== SHORT EXERCISE 1 ==
According to the captions below, what did the researchers deposit on their GaAs nanowire arrays to create the snowy-night image?

== PASSAGE TO READ ==

┌──

Morphology of methylammonium lead iodide. Surprisingly enough, some crystals just can’t help but being a flower.

Gold planet with orbiting moon
Gaetan Bernard, LMSC

Gold nanoparticle prepared by dynamic templating has gold droplets on high energy regions and a double belt.


2017, November

Fire and Ice
Martin Friedl, LMSC

It’s amazing what you can see with a simple optical microscope. Seen here are patterns of 70/100 nm wide and 300/600 nm tall GaAs fins standing vertically on a GaAs substrate. Normally you would have a hard time seeing them in an optical microscope, but we can play a neat trick! By tuning the microscope light polarization we can enhance their contrast and even resolve individual fins! The icing on the cake is that their orange and blue colour is a direct consequence of their geometry (height and width) which reflects only certain wavelengths of light! Nikon Optiphot 200 (Zone 15) – two stitched images.

Phase shift kaleidoscope
Leo Garin, Kim Wonjong, LMSC

It is an AFM job done of a phase shift photo lithography. Everything has been done in CMi. From the mask, mask alignment crosses, phase shift photolithography and AFM job. The intent goal was to make an array of holes but two parameters seem off. First the space is not regular, it means that the mask is not the good length or not perpendicular enough. Second, there is only one out of two lines that is good, it can be that the steps are tilted regarding the incident light. But it still gives very homogeneous results over the whole sample, making this nice kaleidoscope-like pattern.

One snowy night
Kim Wonjong, LMSC

Here is the SEM image of one snowy night on nanowires world. Already we are close to the end of this year. I guess I am not the only one who wishes for snow. We could not bring the snow into the SEM so we decided to deposit PECVD grown oxide on our GaAs NW arrays. Image was taken in CMI, Zone 15, SEM Merlin.


2017, October

Carved in gold
Aqeel Ahmed, LQNO

Markers on gold thin film produced by photolithography are viewed in dark-field microscope at 10X magnification. The image was taken right after Ion beam etching and before removal of photoresist. The distance between markers is 25um.

└──

== RECORDS SHOWN ==
┌──

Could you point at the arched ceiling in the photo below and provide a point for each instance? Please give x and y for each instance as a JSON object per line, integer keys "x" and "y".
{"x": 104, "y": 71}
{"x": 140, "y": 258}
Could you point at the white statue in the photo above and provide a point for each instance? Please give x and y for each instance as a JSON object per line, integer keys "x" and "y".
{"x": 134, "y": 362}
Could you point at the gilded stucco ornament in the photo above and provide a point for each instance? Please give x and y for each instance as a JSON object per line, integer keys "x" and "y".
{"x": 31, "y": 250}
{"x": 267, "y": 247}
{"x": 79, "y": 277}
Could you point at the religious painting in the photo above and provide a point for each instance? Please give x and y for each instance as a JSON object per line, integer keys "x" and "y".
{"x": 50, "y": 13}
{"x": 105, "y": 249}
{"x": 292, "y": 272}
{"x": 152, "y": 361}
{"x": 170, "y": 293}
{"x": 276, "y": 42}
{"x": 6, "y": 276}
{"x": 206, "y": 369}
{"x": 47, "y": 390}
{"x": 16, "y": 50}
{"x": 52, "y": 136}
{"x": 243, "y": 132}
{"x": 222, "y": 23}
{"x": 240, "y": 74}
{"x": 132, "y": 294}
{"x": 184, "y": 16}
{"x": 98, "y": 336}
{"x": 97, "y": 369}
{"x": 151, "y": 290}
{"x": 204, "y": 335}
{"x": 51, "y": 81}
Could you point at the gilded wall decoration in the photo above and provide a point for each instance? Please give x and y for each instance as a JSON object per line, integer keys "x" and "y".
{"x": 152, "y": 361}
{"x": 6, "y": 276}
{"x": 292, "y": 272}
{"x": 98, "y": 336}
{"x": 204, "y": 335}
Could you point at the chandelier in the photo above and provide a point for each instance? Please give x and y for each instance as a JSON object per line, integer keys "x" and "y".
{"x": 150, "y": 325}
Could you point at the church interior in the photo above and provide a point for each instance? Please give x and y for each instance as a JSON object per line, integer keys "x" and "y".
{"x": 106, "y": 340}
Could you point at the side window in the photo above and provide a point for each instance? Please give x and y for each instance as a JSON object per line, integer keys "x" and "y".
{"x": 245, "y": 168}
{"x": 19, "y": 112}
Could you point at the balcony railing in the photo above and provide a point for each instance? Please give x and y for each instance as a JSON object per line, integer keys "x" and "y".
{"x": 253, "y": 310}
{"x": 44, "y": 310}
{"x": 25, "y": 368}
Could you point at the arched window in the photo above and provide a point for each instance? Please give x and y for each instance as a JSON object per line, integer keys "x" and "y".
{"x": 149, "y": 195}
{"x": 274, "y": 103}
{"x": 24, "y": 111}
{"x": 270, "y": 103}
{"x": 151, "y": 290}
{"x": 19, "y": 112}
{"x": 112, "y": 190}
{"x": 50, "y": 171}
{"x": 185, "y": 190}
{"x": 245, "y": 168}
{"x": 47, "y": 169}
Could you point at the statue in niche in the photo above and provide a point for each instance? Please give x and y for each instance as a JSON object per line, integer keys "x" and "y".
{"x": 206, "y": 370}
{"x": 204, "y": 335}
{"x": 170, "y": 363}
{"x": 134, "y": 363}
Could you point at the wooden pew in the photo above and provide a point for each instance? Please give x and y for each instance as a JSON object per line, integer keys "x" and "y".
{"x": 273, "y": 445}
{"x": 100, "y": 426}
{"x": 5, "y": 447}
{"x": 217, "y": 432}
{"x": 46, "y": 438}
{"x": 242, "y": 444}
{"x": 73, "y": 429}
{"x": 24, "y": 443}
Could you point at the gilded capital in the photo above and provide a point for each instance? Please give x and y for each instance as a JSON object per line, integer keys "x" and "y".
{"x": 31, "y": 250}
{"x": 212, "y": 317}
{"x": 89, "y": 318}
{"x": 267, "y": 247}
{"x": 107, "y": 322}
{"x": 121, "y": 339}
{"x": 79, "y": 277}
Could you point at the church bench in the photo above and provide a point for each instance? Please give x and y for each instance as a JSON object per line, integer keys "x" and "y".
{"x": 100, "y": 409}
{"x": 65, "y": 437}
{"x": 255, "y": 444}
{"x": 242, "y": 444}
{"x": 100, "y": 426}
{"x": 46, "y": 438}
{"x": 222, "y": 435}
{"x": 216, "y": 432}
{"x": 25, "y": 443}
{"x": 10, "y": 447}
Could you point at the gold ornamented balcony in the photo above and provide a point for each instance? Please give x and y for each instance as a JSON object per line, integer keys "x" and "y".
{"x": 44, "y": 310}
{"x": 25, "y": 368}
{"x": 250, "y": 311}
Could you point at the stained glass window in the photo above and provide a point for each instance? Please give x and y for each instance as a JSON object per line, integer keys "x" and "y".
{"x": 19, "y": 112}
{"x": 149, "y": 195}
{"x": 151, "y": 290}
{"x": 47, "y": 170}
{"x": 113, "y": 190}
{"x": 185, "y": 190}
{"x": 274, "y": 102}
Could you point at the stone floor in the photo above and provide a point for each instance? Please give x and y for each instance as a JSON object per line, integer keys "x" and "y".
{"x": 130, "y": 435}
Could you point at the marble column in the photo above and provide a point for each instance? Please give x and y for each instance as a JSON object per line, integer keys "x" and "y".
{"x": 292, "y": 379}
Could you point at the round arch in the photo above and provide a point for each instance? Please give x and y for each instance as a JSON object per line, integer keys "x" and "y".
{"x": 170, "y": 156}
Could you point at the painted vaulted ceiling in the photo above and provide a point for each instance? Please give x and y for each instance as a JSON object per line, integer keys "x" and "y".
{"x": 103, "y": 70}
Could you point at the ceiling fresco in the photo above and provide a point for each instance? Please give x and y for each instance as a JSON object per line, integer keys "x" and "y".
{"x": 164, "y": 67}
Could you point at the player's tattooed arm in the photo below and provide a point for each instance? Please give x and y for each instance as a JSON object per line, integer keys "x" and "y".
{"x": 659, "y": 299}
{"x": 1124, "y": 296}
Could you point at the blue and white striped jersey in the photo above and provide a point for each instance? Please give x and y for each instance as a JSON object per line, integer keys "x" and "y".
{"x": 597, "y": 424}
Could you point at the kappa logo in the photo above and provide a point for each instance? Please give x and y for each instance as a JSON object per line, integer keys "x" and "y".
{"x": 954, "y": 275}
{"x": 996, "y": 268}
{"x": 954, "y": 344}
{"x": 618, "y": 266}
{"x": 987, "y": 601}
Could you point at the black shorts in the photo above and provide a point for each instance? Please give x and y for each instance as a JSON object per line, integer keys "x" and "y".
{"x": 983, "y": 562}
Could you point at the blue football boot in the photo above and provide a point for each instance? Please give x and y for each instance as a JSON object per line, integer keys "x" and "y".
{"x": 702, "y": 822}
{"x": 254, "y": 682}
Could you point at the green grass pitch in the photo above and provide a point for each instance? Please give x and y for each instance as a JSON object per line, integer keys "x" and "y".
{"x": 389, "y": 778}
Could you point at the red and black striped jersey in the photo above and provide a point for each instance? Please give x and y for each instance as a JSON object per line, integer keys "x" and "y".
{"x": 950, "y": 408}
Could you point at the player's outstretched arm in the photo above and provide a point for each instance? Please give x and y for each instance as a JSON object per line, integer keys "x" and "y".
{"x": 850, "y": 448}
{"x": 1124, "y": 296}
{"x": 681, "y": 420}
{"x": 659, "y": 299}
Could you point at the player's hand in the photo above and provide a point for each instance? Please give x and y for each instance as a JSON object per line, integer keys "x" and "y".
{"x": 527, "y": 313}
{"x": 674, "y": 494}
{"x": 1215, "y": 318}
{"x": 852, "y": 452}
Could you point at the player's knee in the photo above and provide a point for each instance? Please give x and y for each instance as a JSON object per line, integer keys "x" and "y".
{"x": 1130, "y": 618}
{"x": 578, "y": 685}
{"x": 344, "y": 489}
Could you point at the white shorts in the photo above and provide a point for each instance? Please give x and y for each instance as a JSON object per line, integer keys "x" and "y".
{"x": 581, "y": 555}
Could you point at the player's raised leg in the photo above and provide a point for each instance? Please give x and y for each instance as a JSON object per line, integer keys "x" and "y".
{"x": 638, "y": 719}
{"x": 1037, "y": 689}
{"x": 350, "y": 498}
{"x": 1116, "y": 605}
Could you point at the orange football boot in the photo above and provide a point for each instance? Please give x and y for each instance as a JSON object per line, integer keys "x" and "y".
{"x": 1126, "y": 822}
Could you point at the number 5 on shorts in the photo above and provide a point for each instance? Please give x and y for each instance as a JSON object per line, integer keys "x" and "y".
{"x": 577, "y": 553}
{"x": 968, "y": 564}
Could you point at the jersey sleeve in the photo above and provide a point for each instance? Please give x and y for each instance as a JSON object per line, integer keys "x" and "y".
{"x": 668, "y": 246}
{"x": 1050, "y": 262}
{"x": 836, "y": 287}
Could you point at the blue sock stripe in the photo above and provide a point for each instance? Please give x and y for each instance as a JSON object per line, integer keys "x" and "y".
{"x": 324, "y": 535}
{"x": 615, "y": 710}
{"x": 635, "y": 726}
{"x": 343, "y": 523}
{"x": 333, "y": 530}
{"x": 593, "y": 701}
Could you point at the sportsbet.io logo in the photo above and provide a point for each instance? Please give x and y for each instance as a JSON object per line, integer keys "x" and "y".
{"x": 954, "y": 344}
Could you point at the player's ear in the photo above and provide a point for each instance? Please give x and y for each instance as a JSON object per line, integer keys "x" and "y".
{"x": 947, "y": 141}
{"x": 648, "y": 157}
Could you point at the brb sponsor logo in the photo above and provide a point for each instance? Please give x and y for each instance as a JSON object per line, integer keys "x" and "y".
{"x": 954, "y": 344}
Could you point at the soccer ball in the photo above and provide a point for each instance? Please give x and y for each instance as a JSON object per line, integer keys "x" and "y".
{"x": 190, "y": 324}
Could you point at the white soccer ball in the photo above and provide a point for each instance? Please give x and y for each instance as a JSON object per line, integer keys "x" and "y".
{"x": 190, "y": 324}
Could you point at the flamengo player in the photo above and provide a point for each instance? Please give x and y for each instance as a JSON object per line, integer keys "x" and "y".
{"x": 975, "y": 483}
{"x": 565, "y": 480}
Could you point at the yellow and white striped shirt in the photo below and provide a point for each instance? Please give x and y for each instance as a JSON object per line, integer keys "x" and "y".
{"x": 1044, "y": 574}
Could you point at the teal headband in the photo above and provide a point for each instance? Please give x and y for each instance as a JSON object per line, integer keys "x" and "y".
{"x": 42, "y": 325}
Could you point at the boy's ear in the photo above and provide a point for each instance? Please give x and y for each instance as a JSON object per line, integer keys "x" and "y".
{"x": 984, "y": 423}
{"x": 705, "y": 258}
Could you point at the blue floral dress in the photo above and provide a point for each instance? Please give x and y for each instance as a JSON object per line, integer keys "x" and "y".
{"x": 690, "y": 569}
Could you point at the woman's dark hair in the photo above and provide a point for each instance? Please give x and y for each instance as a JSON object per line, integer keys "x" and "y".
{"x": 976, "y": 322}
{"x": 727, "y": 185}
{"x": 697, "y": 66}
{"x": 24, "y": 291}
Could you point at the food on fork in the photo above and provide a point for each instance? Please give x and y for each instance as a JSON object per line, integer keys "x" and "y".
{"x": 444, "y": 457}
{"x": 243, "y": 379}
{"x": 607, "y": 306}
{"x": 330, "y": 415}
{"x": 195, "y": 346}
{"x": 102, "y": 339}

└──

== SHORT EXERCISE 2 ==
Filter the records above, keeping every line that contains the string "blue". Treat case as significant.

== SOLUTION 1 ==
PECVD grown oxide.

== SOLUTION 2 ==
Could you point at the blue and white striped jersey in the photo above and provide a point for each instance? Please give x and y for each instance as a JSON object per line, integer keys "x" and "y".
Could you point at the blue football boot in the photo above and provide a point for each instance? Please give x and y for each instance as a JSON object per line, integer keys "x" and "y".
Could you point at the blue sock stripe in the photo above and provide a point for each instance? Please give x and y for each instance as a JSON object per line, integer keys "x" and "y".
Could you point at the blue floral dress in the photo above and provide a point for each instance? Please give x and y for each instance as a JSON object per line, integer keys "x" and "y".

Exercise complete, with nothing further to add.